__WORK REQUIRED__: In the entries that follow, identify the line containing "Target: pine straw" and return it together with all later lines, exactly as they appear.

__RECORDS FOR THE TASK__:

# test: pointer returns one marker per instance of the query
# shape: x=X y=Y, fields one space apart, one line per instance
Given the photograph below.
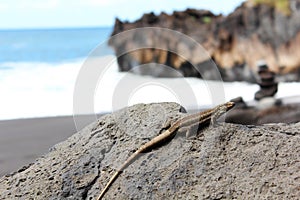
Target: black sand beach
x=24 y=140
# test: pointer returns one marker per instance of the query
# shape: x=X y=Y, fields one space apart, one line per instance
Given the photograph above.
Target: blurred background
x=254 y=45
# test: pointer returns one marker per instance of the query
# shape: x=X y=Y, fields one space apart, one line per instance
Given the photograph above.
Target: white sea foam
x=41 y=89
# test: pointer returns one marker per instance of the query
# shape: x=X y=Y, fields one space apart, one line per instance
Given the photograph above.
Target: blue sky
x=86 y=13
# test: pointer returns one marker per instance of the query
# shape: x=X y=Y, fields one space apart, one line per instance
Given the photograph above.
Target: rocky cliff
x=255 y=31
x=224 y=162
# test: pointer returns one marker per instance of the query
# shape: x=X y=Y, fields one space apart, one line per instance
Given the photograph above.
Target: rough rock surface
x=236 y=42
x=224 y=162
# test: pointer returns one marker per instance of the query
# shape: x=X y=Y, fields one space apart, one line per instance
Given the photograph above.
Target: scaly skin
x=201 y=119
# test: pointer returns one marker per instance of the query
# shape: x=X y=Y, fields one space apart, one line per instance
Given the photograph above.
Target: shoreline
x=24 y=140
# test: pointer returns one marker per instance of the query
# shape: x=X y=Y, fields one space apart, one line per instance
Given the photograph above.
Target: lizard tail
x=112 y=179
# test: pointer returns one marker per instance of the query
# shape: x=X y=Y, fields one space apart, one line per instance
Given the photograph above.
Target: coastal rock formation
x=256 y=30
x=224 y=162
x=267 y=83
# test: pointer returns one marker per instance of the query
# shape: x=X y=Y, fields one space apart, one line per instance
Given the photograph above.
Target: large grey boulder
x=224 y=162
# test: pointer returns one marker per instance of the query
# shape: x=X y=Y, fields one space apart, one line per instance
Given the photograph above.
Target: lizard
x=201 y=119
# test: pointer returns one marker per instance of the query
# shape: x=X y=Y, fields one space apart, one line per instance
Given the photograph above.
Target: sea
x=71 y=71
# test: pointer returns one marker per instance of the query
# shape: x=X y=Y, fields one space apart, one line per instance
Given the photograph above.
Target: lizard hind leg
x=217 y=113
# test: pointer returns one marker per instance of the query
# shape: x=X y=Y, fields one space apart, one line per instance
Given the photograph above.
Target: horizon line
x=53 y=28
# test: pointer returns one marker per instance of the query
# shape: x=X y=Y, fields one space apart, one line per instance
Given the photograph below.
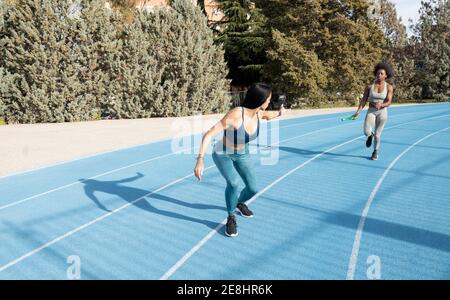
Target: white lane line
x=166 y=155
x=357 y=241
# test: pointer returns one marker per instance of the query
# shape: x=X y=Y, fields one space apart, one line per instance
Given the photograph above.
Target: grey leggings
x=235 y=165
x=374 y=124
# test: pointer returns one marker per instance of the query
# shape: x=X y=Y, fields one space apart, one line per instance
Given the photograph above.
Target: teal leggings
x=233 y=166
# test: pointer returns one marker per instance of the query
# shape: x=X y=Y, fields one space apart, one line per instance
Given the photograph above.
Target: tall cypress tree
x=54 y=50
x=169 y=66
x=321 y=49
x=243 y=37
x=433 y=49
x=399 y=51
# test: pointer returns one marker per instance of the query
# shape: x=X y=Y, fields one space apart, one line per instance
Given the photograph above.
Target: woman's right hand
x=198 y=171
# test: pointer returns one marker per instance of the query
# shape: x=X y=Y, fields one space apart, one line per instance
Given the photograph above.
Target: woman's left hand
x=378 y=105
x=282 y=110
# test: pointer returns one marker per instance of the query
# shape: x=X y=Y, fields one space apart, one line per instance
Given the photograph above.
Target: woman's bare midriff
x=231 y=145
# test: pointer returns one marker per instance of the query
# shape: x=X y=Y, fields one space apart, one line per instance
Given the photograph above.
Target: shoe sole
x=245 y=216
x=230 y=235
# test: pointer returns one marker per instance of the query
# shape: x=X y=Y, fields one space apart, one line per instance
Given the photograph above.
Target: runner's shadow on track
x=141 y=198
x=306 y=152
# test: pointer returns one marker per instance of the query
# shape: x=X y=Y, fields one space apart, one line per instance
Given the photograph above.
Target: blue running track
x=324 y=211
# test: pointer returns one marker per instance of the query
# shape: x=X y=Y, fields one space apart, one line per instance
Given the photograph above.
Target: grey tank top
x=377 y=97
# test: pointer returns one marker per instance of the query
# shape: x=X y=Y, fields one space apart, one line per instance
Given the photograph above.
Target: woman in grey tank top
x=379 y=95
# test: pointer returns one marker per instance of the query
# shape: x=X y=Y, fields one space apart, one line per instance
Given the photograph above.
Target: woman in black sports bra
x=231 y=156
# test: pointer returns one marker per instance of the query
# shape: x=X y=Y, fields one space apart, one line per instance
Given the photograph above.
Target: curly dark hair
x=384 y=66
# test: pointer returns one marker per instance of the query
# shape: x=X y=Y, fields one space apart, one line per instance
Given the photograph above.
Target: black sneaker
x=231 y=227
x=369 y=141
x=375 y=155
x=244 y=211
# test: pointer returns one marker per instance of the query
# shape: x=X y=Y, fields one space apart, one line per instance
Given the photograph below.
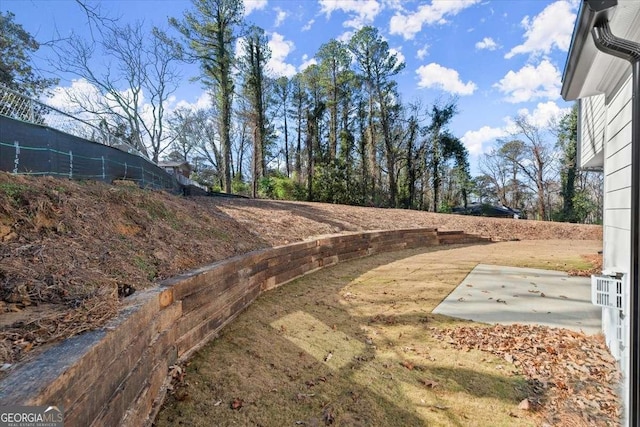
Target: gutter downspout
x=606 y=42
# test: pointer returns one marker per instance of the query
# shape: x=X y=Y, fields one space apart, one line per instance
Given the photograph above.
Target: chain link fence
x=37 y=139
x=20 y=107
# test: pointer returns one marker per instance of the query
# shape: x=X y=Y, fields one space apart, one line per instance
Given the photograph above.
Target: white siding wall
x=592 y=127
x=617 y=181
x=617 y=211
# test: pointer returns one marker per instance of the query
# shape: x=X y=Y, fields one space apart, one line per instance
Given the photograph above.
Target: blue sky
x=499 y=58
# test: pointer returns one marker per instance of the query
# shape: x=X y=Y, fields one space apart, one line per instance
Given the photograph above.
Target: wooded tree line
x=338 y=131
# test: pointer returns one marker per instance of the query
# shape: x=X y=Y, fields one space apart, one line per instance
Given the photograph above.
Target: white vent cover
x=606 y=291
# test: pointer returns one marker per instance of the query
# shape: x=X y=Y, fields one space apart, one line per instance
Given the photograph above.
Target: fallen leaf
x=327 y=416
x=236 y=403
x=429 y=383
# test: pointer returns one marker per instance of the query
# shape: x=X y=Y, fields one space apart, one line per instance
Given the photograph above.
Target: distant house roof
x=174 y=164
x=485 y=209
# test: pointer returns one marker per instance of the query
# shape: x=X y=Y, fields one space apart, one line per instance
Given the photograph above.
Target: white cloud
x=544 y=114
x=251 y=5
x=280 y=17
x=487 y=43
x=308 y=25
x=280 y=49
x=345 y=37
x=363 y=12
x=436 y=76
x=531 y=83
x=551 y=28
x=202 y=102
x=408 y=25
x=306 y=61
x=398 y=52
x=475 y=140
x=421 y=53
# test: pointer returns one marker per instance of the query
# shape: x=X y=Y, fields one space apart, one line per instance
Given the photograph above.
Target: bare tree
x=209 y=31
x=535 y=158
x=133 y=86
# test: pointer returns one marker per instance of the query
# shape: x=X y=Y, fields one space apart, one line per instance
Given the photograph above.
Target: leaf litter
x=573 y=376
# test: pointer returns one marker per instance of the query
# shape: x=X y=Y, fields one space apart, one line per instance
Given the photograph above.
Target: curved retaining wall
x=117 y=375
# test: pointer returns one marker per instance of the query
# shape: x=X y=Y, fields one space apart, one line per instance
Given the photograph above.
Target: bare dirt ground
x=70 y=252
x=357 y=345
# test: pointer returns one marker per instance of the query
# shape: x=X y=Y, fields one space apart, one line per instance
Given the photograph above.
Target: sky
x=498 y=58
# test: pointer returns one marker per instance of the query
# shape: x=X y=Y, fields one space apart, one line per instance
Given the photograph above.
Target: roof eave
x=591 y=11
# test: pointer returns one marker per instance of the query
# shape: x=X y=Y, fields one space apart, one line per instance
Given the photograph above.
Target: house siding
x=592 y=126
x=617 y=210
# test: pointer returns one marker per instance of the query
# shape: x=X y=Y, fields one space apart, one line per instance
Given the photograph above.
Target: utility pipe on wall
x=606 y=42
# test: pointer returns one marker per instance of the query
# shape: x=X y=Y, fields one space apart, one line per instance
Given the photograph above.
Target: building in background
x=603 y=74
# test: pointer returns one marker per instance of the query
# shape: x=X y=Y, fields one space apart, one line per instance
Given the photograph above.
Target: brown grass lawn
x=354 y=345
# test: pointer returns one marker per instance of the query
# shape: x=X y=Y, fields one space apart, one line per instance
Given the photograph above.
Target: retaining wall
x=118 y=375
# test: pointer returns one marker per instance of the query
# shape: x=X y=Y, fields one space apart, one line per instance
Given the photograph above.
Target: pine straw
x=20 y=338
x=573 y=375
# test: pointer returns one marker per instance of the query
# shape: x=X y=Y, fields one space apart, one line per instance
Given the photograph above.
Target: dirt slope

__RESULT__:
Target: pine straw
x=20 y=338
x=573 y=375
# test: pointer returns one marker per instance of the query
# shape: x=X y=Y, fields one space apart, one line per instance
Given the photograph above.
Target: dirt slope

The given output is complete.